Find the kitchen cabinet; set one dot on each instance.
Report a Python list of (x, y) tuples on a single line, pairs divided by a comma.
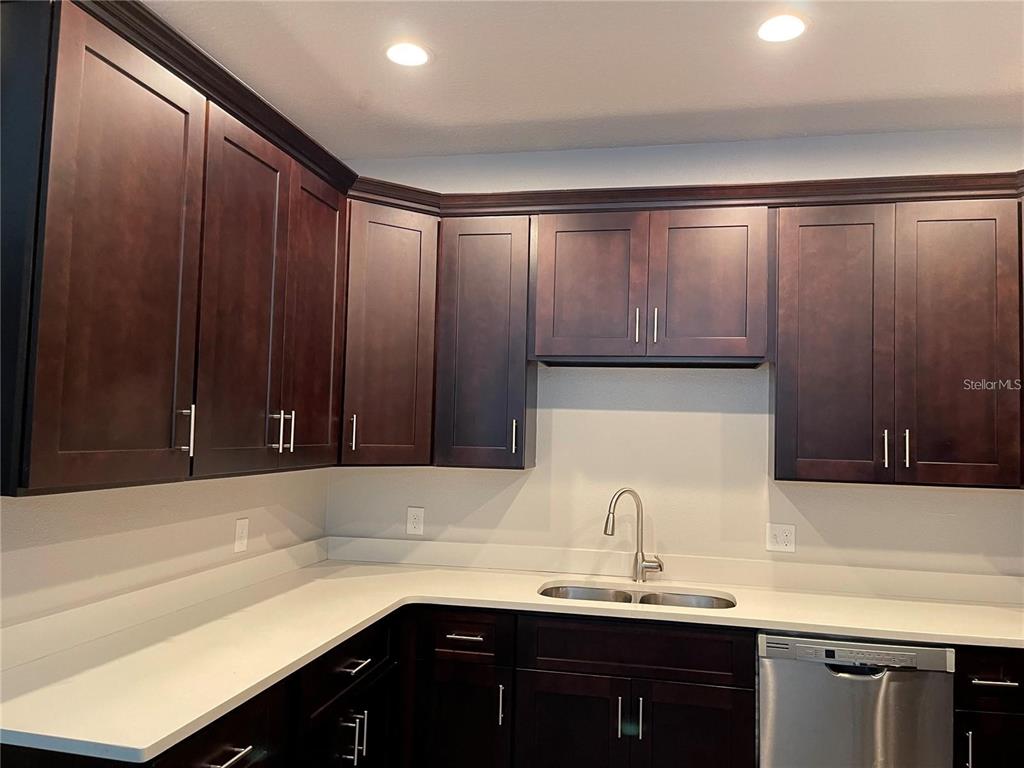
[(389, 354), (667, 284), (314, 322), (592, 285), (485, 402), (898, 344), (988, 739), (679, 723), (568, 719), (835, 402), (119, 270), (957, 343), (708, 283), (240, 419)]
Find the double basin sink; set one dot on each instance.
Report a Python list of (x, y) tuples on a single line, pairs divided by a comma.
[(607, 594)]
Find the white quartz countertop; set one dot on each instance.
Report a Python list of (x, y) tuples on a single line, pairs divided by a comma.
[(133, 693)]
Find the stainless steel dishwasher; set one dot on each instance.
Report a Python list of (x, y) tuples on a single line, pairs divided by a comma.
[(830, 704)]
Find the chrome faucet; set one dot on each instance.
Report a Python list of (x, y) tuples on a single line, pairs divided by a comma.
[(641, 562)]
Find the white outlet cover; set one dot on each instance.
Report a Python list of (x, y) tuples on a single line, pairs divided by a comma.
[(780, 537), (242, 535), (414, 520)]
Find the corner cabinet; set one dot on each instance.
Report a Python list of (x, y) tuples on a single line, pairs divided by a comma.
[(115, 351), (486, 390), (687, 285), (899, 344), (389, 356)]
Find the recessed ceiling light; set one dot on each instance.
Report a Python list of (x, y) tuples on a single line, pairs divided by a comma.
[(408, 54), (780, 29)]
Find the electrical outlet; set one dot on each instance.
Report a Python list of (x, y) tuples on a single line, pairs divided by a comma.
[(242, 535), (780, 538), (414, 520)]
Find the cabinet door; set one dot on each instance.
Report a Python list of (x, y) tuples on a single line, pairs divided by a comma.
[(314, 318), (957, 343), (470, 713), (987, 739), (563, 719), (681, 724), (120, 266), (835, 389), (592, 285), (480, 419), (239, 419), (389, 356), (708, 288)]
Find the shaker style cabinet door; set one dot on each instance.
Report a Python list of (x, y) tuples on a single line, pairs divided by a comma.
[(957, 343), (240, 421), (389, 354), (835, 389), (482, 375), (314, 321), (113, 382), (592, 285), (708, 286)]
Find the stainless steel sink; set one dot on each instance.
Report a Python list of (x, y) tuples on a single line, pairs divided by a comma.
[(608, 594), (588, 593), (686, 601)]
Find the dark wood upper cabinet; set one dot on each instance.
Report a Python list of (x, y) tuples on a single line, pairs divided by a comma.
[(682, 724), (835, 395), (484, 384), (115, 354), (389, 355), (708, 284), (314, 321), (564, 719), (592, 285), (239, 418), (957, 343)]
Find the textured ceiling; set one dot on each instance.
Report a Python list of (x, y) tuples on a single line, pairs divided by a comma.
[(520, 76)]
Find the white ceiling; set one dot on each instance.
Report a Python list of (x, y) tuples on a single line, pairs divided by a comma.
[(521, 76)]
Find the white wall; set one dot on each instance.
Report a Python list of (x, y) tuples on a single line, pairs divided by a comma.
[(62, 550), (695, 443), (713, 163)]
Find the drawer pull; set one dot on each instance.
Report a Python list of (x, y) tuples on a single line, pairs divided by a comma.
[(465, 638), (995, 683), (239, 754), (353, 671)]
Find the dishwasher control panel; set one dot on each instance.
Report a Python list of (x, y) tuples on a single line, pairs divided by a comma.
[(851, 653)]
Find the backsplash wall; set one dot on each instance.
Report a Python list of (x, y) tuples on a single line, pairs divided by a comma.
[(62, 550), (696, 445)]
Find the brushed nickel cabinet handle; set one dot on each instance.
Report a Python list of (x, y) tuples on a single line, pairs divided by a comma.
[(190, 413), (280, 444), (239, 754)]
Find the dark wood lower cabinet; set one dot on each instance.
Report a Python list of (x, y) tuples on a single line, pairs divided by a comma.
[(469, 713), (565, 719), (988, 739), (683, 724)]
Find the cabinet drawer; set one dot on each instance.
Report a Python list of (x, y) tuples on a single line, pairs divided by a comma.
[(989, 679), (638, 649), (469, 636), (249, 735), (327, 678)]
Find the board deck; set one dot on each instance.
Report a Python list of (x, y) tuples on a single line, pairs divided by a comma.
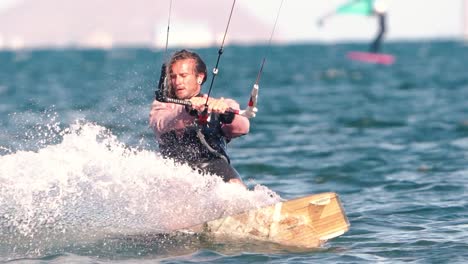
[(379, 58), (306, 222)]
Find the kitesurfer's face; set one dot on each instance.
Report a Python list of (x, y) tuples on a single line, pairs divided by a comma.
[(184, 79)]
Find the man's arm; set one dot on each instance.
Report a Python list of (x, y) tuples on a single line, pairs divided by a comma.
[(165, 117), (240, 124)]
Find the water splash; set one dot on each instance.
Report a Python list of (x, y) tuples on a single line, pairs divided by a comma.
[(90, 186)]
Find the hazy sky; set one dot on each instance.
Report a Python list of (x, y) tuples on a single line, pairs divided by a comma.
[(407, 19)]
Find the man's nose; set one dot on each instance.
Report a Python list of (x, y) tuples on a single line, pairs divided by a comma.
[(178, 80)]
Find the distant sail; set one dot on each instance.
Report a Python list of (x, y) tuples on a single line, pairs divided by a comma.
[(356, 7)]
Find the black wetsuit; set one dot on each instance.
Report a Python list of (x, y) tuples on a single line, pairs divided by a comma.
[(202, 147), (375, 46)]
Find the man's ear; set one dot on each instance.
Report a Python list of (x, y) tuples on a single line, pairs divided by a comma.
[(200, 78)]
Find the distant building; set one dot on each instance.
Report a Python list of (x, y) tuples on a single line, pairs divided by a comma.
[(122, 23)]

...

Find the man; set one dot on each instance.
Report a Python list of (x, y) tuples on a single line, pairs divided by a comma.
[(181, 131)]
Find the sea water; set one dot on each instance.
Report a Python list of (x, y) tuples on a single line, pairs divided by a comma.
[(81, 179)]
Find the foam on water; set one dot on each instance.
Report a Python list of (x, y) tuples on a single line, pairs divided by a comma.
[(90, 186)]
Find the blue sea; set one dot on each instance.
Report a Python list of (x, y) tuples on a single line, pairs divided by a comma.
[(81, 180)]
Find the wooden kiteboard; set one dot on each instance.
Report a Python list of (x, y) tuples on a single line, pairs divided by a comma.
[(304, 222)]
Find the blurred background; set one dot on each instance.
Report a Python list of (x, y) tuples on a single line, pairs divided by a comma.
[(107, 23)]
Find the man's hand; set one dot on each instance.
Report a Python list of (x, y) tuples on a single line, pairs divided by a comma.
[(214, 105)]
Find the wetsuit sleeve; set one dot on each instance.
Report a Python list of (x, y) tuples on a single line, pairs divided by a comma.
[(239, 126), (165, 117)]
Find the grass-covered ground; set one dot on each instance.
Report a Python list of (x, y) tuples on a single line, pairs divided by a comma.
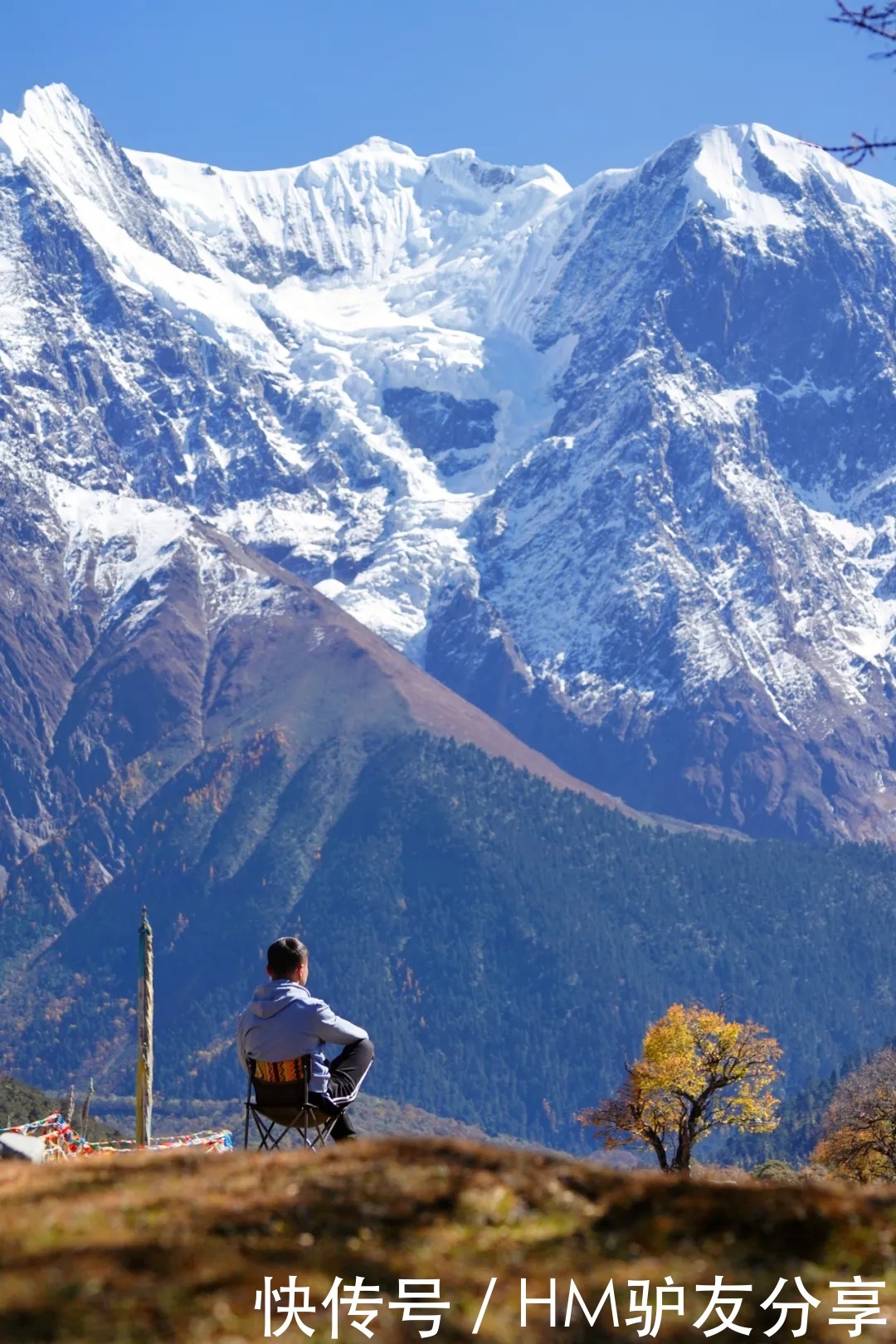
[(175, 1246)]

* **Instructions for the task**
The expected output is the lines above from the one containing "Find the kitchen" to the one containing "Find the double", both ends included, reproduced exactly with every picture left out.

* **Task result**
Find the kitchen cabinet; set one dot on each instance.
Report a Python list of (x, y) tuples on a single line, pairs divided by a comma.
[(389, 354), (667, 284), (314, 322), (592, 285), (485, 402), (898, 344), (988, 739), (679, 723), (568, 719), (835, 402), (119, 270), (957, 343), (708, 283), (240, 419)]
Find the double basin sink; set one dot on each instance.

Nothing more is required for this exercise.